GOAL | Repeat every one of the rows below word for word, leaving out the pictures.

MATERIAL PROVIDED |

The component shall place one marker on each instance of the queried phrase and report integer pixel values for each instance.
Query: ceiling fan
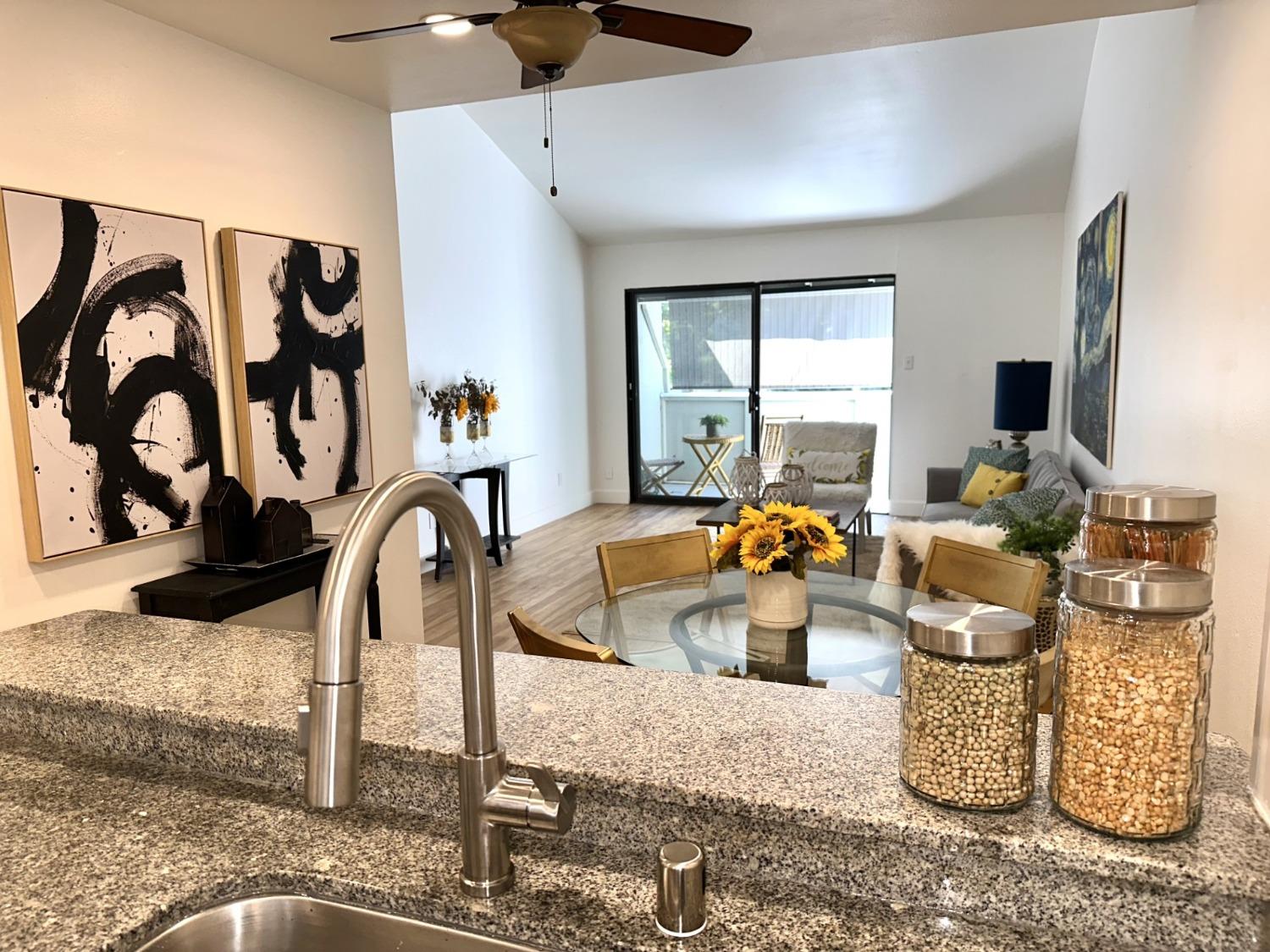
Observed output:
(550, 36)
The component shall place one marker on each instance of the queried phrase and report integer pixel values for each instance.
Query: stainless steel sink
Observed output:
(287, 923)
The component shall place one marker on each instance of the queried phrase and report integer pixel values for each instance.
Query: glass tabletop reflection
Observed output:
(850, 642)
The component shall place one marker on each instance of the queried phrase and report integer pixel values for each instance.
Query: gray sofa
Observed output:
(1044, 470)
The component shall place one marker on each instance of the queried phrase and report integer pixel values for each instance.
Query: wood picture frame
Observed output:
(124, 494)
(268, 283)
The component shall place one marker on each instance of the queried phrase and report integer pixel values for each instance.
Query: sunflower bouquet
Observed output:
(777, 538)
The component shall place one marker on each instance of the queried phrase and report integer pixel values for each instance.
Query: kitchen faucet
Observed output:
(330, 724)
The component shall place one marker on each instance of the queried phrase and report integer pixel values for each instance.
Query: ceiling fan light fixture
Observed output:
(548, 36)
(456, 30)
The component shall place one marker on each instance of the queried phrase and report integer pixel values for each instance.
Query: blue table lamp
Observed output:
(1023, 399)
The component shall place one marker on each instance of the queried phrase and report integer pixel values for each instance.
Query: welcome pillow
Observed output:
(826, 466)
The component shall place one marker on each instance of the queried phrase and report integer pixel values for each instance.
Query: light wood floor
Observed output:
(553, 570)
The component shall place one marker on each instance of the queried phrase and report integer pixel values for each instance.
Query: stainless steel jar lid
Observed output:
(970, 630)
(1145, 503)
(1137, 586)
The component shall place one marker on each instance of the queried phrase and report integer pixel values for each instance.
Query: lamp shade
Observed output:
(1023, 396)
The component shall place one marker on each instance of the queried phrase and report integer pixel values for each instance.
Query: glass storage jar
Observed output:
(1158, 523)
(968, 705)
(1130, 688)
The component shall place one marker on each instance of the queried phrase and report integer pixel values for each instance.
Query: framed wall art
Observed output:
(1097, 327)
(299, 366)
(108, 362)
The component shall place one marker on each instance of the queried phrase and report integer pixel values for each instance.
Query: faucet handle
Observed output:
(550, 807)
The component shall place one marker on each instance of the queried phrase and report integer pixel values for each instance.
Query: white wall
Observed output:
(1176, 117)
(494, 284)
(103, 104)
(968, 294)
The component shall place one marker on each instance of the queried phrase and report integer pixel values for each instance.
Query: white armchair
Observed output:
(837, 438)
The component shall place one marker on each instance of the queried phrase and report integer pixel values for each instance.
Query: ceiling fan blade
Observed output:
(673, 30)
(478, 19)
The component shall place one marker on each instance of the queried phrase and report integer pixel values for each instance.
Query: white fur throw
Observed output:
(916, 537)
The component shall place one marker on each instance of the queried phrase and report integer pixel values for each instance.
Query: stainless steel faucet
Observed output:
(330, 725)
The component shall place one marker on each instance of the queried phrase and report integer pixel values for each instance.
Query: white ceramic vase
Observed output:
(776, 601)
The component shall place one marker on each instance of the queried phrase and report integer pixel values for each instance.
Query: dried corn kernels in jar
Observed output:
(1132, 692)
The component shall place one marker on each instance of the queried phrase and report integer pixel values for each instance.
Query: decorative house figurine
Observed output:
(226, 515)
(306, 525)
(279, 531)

SOLVED PROBLEM |
The component shall place one marker on each instance of the queried phrase and report integer pixel values for each instance.
Query: ceiling fan
Observed output:
(550, 36)
The component shall place one marker on each instance of the queried phrase and report integer pixel values for each instance.
Query: stainless steel sink
Observed output:
(287, 923)
The component shall place one marker on each instance of the queried phrase and report integer pixel values for each instance.
Query: glass tabletop reflection
Observed output:
(850, 642)
The component shall place one marker on each instance of the queried phrase and report integer pixel values for each instance.
Query: gray sofa
Observed output:
(1044, 470)
The component shall place one marker on each instance of the queried phrase and report integer pixel values for each instance.
Query: wood picture frame
Observed output:
(124, 494)
(268, 283)
The component shall place one marker on each instance of the queried phrase and report integer pixel values for each instance.
Query: sunflower bouquet
Observed output:
(777, 538)
The component shall place one marker on each instance of the queried phrase and report integer pixel values for each instance.
Query: kitchen faucet
Observed output:
(330, 724)
The component shall place one marker on each instance of the queried phrase and report integer pixel values for each instance.
Query: ceiling fan light fixture
Observed output:
(548, 36)
(456, 30)
The component shall place one marker on each instance of the queried phrase and report integer pixel values for each instance.
Query: blue table lamp
Observed output:
(1023, 399)
The component shall place one marker on each instance of the queried phrase and report integer pixel values for each instance.
Query: welcome pillow
Observed output:
(826, 466)
The component shall place one marker on each instance of the queried phrase and report integer pixel values for each instance.
Query: light wood floor
Observed output:
(553, 570)
The component shall place one marker on each instance of the queried phrase and report integer pixel values for each instance.
Query: stainless steel jar lid
Observed output:
(970, 630)
(1145, 503)
(1137, 586)
The component shall place one marker on each instance of the queried phrase and report integer pixel values for each instance.
Query: lamp shade
Observed output:
(1023, 396)
The component shall place one marker on each instance of the queried phrase and report integer pixel values for each instance.
Query: glass storage jar
Observed output:
(1158, 523)
(968, 705)
(1130, 688)
The component shall place one marker on each instance of the queried phrase and report integer pixel values for each instance.
Query: framed wall art
Observed output:
(1097, 327)
(299, 366)
(108, 362)
The component shall place one marker on each instance of the queried phrase and report integer pixel values for each instance.
Query: faucet handle
Observed output:
(550, 807)
The component shall place one marker on each instance of the queried phrase and report integer pixel values for each instance.
Query: white wall
Observed output:
(1176, 117)
(494, 284)
(103, 104)
(968, 294)
The component shall place one marker on each instance of the queried phrase and report integer pixel values for each instance.
Query: white armchair
Observed output:
(837, 438)
The component shall place one marker on each instance of the queried phrase and report integer pixel values for each instance.
Query: ceiling fan blade
Observed output:
(673, 30)
(478, 19)
The component shall place one marker on each instance of the queried phrase and report integer pixel values for each instance.
Query: white fur throw
Observed output:
(916, 537)
The component shall place one marker on each instance of the queried phrase and report integer pixel values for each instance.
Query: stainless steel faucet
Observed output:
(330, 725)
The component shall place one marker on each instance of the queried phrase and report integer pixel values for each instance.
Query: white ceramic vase
Observed output:
(776, 601)
The component shall place one marker on each instance of the queried phrase and report integer pixel values for each instance.
Query: dried corn kernels in jar
Observed output:
(1132, 692)
The component shall place one marker on each instance of the queried phrase and report integer pixel values for each instance.
Query: decorative house figurine
Observed output:
(226, 515)
(306, 525)
(279, 531)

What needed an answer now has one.